What to produce: Locate each line in the entries below that contains the string "domed" and copy those lines out. The match is case-sensitive.

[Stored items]
--- Begin ---
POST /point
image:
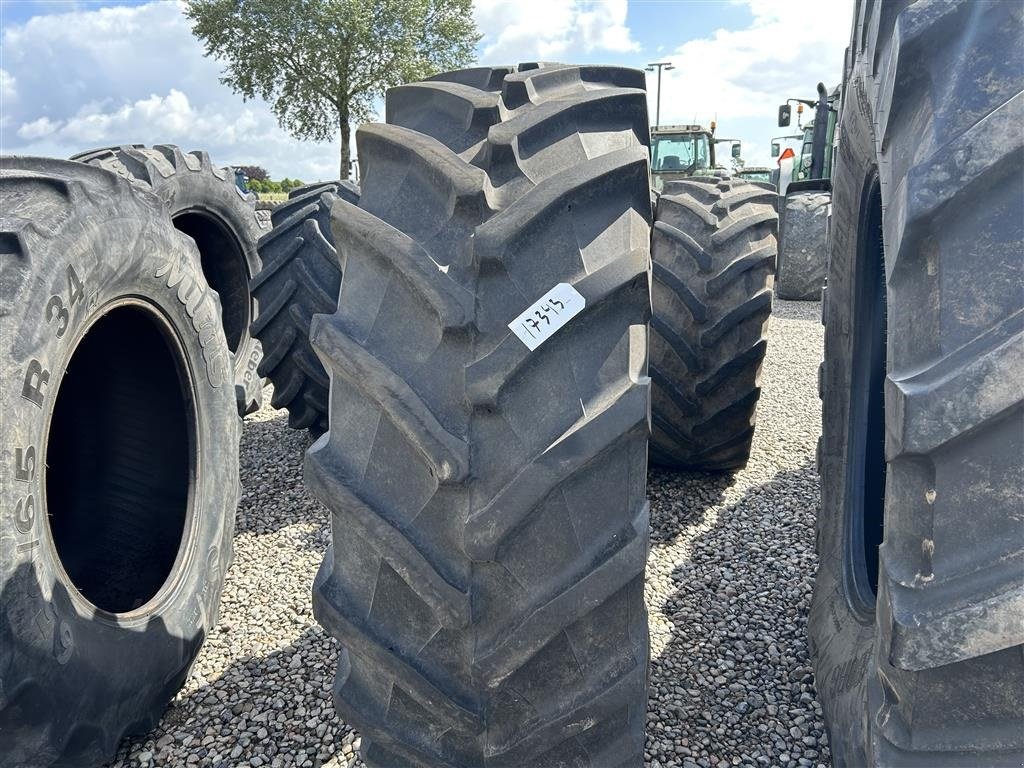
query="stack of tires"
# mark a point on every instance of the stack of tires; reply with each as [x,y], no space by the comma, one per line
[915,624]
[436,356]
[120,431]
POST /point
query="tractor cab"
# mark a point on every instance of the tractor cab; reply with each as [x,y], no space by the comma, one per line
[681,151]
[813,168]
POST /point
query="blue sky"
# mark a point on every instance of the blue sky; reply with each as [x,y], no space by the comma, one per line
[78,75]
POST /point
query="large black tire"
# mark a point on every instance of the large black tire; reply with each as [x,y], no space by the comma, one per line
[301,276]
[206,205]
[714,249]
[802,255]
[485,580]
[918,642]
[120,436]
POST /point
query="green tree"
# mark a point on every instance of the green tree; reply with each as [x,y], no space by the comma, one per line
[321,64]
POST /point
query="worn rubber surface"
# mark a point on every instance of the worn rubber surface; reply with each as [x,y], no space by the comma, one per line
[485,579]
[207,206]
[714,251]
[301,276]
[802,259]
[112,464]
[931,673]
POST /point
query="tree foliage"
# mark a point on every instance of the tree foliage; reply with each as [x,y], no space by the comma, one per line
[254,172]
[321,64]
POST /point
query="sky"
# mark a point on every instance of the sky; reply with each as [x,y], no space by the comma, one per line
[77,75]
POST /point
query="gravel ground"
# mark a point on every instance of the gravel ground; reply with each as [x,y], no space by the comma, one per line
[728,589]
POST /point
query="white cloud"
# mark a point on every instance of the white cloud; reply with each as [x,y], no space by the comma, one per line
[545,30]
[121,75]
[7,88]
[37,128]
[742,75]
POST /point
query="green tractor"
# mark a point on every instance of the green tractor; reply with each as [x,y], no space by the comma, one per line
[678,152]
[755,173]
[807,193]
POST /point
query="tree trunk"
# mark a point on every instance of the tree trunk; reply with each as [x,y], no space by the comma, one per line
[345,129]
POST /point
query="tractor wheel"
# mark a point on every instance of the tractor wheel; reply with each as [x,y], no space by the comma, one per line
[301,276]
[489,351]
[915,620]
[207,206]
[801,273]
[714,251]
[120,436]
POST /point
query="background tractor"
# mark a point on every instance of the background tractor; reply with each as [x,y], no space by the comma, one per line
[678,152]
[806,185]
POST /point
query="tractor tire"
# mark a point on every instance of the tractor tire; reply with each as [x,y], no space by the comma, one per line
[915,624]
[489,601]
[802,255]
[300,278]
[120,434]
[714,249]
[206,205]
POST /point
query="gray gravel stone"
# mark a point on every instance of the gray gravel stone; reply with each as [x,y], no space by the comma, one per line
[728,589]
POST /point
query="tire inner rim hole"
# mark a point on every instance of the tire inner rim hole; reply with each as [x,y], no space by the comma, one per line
--- End ---
--- Begin ---
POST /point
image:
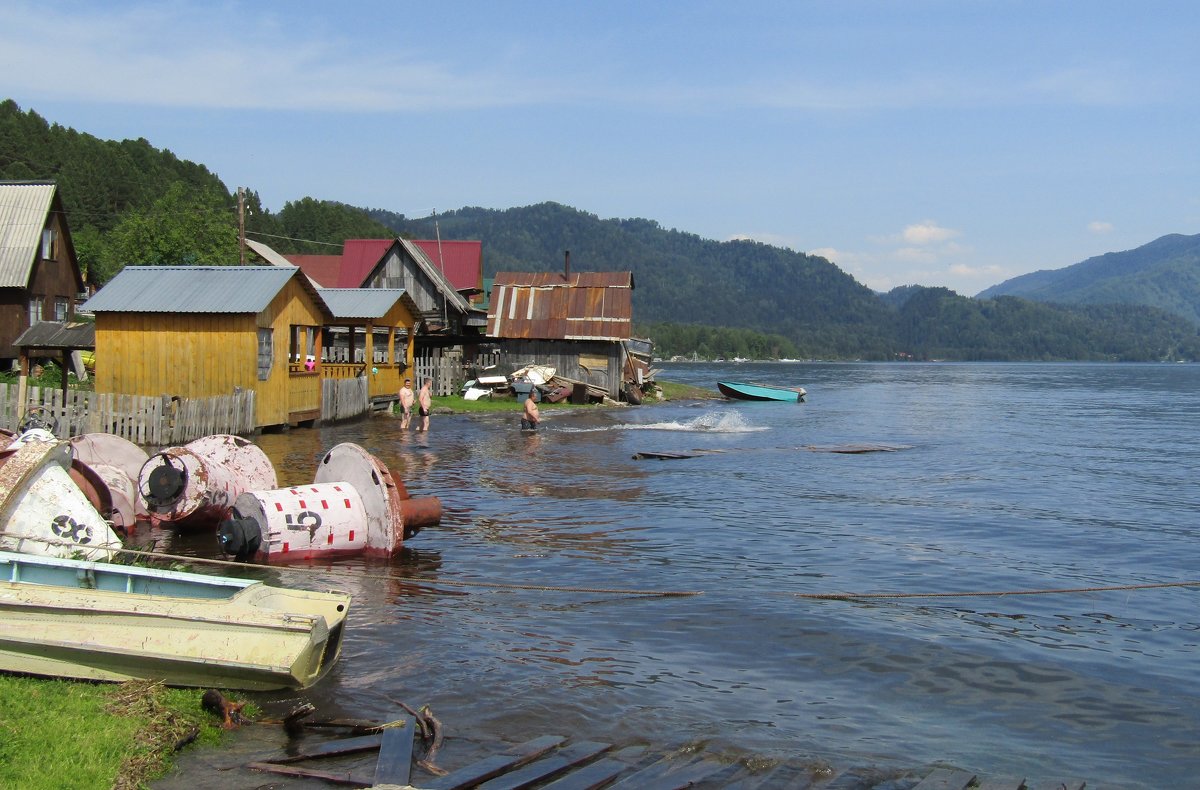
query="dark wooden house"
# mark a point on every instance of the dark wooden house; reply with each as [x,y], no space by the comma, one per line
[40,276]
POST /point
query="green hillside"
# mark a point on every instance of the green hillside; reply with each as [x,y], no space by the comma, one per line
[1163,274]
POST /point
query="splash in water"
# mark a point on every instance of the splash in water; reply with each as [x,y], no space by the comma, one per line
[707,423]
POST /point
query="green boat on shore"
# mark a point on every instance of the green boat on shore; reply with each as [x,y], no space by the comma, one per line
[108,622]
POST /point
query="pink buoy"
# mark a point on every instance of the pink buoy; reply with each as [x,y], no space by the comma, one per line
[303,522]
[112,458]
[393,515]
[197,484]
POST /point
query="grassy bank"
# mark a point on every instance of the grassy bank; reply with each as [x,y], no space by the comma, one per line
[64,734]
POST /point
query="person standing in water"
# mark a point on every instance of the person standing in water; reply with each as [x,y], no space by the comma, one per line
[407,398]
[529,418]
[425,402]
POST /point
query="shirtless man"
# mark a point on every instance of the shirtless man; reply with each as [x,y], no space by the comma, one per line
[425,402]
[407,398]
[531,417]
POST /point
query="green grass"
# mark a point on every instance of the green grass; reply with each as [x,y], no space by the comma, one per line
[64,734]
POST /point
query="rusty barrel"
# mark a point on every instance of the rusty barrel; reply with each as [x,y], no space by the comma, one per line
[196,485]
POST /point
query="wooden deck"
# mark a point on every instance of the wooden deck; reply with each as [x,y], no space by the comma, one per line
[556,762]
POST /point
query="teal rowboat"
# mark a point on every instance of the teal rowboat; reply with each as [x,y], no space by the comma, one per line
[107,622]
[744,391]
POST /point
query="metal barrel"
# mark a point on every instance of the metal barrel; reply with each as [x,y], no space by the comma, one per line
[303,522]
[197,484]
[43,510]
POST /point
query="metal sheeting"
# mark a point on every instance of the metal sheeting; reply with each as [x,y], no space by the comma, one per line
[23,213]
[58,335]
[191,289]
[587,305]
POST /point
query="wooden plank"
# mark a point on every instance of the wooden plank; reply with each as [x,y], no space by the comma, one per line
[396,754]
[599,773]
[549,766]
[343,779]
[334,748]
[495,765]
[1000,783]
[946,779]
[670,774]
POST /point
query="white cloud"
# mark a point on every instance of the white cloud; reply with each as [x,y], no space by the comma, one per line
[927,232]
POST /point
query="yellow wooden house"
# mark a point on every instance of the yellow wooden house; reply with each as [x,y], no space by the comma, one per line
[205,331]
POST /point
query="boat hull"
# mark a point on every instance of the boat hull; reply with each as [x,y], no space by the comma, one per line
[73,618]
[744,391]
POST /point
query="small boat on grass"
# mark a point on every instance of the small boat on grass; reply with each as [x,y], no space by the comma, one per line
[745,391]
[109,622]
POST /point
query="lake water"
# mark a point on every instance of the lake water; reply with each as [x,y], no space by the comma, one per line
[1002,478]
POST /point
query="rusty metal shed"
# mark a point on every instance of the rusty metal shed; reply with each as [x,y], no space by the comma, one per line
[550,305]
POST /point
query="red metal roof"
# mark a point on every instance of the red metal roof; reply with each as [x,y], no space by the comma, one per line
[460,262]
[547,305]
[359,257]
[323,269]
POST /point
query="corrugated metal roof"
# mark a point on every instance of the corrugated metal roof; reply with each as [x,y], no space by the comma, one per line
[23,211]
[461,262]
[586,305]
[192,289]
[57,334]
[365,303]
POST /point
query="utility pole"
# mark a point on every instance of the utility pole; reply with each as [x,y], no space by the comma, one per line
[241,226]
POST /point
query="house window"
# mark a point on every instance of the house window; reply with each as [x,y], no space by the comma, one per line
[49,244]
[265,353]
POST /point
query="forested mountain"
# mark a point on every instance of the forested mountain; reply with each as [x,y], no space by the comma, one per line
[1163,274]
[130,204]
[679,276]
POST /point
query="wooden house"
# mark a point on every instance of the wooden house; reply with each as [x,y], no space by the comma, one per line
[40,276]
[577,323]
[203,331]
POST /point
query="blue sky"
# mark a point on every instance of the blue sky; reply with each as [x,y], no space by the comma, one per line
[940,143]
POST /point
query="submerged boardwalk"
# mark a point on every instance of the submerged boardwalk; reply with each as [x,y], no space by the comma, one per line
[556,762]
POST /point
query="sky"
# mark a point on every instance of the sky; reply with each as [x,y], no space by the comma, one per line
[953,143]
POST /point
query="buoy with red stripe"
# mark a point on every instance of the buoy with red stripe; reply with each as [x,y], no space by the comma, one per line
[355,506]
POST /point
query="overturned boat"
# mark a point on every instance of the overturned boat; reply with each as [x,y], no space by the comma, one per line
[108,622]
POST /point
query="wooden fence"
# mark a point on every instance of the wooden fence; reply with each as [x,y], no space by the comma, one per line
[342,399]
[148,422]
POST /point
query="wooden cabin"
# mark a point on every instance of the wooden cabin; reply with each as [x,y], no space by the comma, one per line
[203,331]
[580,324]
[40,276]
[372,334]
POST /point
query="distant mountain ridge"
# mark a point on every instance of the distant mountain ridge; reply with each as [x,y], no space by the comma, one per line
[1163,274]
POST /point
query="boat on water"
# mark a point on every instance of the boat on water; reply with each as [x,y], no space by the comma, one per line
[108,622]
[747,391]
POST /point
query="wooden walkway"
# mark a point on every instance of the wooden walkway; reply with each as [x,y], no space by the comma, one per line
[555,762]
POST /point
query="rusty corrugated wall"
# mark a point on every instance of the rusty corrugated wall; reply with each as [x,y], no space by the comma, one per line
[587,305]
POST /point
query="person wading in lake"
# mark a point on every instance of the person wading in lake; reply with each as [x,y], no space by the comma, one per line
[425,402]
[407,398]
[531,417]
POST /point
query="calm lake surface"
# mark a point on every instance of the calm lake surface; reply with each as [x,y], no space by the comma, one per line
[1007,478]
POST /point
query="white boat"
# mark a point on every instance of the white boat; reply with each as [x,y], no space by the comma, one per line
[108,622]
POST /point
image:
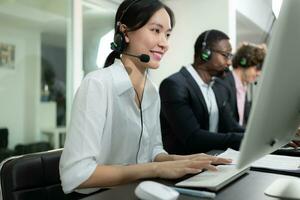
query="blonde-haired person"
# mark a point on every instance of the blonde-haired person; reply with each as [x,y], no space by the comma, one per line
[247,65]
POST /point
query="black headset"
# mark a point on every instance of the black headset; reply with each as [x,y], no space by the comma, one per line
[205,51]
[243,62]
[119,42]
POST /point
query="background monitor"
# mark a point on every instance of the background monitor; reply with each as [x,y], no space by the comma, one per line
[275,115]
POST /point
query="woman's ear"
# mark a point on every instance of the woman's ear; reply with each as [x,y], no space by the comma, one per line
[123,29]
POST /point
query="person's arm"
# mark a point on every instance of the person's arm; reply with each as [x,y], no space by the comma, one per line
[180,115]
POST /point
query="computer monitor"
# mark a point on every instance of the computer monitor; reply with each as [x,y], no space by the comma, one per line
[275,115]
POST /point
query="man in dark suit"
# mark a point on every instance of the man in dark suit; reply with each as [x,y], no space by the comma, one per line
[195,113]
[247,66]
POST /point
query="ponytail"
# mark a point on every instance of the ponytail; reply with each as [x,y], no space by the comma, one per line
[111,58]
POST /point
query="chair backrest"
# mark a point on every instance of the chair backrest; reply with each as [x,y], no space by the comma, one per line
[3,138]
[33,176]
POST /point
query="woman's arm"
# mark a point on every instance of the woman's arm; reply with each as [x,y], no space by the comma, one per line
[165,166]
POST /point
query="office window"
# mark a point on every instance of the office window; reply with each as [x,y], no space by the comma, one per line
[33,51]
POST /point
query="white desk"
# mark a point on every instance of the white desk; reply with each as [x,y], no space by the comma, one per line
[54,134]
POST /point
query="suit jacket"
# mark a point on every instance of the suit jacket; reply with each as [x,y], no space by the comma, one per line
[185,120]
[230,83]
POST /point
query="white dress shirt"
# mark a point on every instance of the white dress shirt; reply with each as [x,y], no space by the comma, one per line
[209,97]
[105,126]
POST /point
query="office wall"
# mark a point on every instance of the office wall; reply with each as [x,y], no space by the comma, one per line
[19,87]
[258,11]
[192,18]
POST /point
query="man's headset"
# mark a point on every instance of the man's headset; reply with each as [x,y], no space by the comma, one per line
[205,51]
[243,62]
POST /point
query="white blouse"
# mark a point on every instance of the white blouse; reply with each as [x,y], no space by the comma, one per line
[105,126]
--- End ---
--- Begin ---
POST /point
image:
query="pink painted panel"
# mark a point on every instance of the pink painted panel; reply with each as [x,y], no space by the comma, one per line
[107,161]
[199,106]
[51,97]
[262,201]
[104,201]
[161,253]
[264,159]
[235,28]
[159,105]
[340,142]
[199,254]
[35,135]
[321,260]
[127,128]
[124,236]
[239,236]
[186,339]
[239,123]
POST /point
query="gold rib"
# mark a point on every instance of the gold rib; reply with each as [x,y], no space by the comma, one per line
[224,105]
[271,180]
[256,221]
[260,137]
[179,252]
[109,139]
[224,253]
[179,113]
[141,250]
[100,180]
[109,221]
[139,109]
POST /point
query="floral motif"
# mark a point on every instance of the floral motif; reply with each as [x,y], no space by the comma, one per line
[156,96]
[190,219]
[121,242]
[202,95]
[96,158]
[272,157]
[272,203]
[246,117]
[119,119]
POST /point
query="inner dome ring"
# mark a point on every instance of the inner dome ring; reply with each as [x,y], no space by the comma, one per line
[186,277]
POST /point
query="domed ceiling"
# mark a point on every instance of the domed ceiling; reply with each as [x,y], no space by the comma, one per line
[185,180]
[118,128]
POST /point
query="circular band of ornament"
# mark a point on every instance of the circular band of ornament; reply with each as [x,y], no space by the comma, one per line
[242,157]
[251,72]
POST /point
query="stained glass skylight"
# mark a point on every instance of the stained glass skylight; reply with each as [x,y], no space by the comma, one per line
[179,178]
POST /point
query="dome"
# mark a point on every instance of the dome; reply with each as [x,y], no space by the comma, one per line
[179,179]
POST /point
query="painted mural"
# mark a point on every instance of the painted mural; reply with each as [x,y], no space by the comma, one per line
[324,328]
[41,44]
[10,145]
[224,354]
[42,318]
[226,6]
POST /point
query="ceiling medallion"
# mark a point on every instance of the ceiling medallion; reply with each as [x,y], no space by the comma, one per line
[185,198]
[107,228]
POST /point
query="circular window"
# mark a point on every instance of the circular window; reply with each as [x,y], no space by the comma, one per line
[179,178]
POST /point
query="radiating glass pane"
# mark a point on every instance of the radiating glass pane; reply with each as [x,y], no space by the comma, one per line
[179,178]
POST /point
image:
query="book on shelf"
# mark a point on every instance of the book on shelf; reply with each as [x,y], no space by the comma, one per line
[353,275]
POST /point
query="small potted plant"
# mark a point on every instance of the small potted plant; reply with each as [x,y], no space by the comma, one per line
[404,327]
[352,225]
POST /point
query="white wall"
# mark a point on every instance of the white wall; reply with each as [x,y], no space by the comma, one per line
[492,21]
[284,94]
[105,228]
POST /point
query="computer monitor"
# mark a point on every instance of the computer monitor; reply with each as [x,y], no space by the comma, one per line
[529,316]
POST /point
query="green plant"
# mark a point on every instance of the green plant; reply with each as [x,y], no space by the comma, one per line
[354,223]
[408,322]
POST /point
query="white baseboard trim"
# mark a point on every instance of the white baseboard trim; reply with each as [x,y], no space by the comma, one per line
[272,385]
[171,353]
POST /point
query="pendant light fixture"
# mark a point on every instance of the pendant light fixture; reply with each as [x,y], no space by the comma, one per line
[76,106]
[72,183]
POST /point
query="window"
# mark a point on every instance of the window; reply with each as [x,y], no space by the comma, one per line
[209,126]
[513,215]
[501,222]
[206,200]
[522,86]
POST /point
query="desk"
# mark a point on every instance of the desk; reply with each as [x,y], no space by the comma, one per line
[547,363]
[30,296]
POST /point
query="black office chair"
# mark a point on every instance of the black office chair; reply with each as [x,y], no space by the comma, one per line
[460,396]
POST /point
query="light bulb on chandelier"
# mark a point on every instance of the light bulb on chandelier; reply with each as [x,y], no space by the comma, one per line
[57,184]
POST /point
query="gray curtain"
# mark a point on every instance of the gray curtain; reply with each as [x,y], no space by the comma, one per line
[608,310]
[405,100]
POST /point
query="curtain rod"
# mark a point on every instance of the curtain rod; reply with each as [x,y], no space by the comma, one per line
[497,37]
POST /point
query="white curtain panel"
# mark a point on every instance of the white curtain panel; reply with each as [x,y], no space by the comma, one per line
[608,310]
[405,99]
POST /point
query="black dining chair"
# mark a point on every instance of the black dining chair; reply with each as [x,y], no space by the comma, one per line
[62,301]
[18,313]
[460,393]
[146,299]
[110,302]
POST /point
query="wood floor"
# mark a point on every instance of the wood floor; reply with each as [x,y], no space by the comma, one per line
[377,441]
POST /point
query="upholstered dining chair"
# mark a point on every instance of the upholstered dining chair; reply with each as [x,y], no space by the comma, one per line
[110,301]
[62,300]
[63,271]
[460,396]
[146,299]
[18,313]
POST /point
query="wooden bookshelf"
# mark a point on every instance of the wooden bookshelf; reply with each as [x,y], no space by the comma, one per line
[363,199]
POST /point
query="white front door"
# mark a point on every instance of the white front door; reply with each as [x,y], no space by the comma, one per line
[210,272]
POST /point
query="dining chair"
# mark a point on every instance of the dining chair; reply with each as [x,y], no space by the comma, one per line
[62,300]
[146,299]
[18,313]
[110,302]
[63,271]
--- End ---
Answer to the exercise:
query="domed ceiling"
# mark a point on every instance of the domed ceiling; reply with each as [x,y], no space by the comma, one per line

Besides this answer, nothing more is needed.